Читаем К портретам русских мыслителей полностью

Холмогоров, следуя отчасти популярной идее К. Ясперса, отчасти рассуждениям известного социолога Сэмюэла (Шмуэля) Айзенштадта, делит истекшие два с половиной тысячелетия на Осевое время, на эпоху Модерна и на сменяющее ее Последнее время (для христианина, в рамках церковной историософии и эсхатологии, последние времена длятся между первым и вторым пришествиями Христа, но у Холмогорова свой подход). Если Осевое время (в несколько вольной интерпретации нашего автора) характеризуется различением трансцендентного и мирского порядков бытия и сакрализацией власти, обеспечивающей каждому возможность индивидуального контакта с трансцендентным, то есть спасения; если Модерн реализует себя в упразднении трансцендентного и низведения неба на землю (в чем, по справедливой мысли Айзенштадта, суть всех революций), – то, с решимостью восполняет эту схему Холмогоров, Последнее время, время «политических религий», требует – в ответ на вызов Постмодерна – упразднения мирского: «отрицается все, кроме священного».

→ **Ваша задача**
Ответьте на вопросы по тексту о периодизации истории у Холмогорова.
1. На какие три эпохи Холмогоров делит истекшие два с половиной тысячелетия?
2. В чём, по мысли Айзенштадта, суть всех революций?
3. Как в тексте в кавычках названо Последнее время?

Фрагменты набора данных об указании на объекты

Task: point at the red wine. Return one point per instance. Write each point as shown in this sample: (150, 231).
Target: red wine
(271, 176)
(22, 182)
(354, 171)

→ **Результат задания**
1. На Осевое время, эпоху Модерна и Последнее время.
2. В упразднении трансцендентного и низведении неба на землю.
3. Время «политических религий».